[Entradas tiradas de uma coleção]
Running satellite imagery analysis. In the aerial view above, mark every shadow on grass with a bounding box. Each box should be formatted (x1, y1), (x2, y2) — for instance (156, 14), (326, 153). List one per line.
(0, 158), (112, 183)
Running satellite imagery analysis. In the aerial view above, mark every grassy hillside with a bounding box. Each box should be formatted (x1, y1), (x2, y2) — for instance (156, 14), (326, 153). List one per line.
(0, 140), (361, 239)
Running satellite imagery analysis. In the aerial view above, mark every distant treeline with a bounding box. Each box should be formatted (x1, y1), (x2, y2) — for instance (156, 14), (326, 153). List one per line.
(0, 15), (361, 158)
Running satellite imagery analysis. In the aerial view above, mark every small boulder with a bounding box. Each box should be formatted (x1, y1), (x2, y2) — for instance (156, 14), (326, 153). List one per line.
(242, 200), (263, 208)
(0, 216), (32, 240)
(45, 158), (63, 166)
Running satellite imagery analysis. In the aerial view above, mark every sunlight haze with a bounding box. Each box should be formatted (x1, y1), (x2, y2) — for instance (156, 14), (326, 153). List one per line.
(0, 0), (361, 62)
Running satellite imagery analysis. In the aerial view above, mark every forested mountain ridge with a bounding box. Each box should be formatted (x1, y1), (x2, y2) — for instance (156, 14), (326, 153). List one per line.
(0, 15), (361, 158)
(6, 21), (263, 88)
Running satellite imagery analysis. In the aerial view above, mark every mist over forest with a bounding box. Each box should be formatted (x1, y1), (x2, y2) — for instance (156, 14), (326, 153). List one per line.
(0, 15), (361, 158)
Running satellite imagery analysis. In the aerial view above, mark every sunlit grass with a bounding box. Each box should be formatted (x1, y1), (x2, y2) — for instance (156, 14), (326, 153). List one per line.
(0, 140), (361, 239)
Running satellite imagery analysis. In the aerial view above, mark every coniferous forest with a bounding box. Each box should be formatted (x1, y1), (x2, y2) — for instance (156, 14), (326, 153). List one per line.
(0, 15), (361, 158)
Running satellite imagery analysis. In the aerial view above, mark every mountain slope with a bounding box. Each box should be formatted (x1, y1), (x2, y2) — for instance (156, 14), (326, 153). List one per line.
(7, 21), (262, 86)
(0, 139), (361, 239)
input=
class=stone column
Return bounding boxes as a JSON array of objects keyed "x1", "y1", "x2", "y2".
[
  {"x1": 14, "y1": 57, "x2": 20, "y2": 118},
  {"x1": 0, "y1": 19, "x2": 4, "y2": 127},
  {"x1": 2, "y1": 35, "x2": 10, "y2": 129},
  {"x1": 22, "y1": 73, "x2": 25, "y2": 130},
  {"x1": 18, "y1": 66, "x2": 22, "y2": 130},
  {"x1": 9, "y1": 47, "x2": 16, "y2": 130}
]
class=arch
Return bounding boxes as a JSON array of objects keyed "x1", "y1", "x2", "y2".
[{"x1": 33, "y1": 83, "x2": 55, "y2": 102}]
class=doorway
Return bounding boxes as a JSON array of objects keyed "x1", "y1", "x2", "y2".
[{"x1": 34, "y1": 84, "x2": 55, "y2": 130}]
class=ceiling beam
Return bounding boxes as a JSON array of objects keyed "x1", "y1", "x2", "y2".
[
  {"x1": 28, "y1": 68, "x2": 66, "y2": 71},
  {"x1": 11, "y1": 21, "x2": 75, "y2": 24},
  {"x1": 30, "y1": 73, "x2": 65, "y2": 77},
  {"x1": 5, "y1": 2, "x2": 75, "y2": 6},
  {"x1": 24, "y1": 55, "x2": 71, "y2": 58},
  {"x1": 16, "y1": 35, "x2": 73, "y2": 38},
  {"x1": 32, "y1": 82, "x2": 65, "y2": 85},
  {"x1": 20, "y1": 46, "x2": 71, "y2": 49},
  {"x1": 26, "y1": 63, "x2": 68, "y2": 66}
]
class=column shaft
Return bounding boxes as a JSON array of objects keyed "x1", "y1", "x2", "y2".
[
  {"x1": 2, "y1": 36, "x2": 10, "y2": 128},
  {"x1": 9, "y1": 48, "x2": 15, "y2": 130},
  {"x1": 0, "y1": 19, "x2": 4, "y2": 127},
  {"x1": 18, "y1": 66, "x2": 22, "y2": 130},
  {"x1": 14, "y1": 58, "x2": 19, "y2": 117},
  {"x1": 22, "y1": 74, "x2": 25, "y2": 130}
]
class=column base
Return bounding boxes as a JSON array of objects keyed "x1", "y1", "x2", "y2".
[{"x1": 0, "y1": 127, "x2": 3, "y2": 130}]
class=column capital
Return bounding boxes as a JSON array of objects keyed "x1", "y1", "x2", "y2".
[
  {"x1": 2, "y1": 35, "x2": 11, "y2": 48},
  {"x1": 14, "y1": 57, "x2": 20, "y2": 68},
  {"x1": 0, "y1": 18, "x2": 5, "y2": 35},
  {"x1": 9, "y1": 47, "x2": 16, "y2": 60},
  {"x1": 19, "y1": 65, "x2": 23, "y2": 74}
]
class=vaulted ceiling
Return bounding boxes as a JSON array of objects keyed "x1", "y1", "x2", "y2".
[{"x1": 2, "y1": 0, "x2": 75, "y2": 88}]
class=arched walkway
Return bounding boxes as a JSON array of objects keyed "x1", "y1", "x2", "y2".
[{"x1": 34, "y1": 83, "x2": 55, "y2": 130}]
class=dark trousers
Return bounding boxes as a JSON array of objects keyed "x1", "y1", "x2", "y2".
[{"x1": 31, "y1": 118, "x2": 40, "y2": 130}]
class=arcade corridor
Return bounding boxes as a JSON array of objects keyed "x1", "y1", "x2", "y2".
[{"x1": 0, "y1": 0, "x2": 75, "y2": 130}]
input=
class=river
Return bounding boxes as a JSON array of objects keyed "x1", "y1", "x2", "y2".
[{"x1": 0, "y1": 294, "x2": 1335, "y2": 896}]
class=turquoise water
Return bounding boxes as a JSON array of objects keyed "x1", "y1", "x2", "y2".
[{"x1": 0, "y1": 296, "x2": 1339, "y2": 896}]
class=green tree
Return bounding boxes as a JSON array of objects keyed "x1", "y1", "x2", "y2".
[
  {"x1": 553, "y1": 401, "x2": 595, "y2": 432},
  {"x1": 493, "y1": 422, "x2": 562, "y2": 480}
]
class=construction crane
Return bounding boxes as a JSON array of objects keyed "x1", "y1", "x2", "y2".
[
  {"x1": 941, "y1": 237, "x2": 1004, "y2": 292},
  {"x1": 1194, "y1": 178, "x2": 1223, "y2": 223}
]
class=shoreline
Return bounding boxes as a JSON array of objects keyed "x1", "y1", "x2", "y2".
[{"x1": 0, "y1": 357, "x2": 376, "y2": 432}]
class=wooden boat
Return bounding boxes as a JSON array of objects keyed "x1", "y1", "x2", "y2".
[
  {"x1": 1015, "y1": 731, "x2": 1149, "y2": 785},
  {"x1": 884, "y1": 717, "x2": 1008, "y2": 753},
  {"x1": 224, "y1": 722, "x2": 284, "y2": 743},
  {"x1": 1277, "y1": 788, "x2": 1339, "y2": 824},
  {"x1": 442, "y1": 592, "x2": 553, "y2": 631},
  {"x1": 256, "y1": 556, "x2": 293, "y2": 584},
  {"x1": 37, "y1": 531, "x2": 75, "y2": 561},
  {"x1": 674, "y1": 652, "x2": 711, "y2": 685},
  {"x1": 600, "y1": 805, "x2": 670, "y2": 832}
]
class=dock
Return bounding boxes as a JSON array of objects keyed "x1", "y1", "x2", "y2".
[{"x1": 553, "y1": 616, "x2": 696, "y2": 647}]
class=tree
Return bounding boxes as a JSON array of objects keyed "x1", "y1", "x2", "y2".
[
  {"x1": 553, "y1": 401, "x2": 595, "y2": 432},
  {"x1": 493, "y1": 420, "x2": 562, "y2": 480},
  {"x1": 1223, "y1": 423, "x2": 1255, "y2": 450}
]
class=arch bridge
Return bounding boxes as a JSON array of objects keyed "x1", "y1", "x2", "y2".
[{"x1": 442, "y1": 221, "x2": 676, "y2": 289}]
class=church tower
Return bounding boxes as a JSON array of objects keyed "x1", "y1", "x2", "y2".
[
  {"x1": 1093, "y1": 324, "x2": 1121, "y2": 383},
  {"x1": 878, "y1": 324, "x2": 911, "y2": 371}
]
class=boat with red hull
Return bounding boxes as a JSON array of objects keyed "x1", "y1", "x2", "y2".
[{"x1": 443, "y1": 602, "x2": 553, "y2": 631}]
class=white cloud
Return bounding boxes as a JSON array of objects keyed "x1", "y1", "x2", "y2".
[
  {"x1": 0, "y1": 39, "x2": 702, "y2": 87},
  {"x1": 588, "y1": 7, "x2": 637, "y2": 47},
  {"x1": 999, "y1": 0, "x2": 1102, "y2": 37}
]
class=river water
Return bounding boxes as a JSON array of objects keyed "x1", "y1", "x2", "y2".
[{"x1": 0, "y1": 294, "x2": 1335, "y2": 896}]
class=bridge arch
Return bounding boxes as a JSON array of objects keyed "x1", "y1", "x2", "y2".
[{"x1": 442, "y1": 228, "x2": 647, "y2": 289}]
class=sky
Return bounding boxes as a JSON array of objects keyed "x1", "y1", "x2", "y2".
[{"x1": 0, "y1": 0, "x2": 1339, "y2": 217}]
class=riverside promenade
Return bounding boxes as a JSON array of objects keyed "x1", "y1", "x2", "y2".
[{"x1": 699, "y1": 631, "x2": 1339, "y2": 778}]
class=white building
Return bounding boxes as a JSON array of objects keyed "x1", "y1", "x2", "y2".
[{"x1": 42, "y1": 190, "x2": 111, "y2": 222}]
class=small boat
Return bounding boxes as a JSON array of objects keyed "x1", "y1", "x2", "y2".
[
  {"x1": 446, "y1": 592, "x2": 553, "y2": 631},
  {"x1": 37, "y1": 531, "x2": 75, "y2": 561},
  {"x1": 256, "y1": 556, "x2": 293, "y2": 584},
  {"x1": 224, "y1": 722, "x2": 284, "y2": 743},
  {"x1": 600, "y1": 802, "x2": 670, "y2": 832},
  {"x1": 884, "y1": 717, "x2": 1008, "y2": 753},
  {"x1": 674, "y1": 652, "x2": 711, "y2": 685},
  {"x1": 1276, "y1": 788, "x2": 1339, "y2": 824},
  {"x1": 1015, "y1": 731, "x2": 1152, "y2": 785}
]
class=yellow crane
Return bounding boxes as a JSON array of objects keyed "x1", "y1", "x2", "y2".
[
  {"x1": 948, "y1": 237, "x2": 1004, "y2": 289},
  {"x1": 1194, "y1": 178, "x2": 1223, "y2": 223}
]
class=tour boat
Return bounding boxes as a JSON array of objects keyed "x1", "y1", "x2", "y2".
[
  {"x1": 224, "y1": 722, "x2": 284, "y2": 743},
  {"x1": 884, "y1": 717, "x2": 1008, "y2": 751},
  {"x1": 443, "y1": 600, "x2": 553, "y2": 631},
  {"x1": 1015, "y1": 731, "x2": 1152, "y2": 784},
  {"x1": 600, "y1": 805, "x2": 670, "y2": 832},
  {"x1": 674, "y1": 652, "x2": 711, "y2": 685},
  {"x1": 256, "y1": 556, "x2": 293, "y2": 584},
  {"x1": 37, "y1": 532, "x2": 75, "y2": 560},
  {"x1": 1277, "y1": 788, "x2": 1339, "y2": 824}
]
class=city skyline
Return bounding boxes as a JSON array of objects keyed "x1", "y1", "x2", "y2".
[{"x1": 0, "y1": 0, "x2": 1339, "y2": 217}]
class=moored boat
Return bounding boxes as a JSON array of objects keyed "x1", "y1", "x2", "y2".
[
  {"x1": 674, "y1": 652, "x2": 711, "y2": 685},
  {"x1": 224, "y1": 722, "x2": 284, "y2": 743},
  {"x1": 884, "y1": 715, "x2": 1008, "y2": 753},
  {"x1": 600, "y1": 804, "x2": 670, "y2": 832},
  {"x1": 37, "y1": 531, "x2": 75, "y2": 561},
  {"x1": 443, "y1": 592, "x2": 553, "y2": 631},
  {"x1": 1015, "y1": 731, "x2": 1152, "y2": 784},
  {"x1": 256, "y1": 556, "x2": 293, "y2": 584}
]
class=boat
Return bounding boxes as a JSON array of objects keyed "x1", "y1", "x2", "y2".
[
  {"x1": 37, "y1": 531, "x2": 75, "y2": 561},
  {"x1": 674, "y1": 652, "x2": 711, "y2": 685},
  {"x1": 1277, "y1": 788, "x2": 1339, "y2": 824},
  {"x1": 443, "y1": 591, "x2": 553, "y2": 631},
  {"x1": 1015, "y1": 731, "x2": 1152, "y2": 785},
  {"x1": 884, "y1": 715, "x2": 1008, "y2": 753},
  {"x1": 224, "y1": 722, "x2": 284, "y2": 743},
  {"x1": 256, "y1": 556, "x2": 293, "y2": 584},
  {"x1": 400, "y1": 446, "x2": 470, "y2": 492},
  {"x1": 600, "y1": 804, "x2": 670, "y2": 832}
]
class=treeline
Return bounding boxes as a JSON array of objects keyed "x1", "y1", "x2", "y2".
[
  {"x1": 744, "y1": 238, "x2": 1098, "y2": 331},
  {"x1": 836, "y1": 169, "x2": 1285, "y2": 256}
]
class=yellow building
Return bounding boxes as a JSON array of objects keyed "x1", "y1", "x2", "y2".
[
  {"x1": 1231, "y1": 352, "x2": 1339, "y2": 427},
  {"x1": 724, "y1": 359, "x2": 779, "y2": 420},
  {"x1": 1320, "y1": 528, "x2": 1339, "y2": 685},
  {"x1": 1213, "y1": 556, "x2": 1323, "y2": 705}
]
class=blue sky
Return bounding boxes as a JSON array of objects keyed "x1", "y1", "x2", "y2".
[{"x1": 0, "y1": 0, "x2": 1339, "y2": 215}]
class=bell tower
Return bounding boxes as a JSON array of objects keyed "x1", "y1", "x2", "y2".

# Instrução:
Comece na primeira linha do material e pare depois da linha que contém "(0, 158), (112, 183)". Reescreva essas linhas na íntegra, deslocando em 82 cada coordenada das respostas.

# Resposta ao exercício:
Running satellite imagery analysis. In the aerial view above, mark every shadow on grass with a bounding box. Each box should be formatted (x1, y1), (x2, y2) — for instance (156, 14), (326, 153). List one per line.
(82, 240), (194, 265)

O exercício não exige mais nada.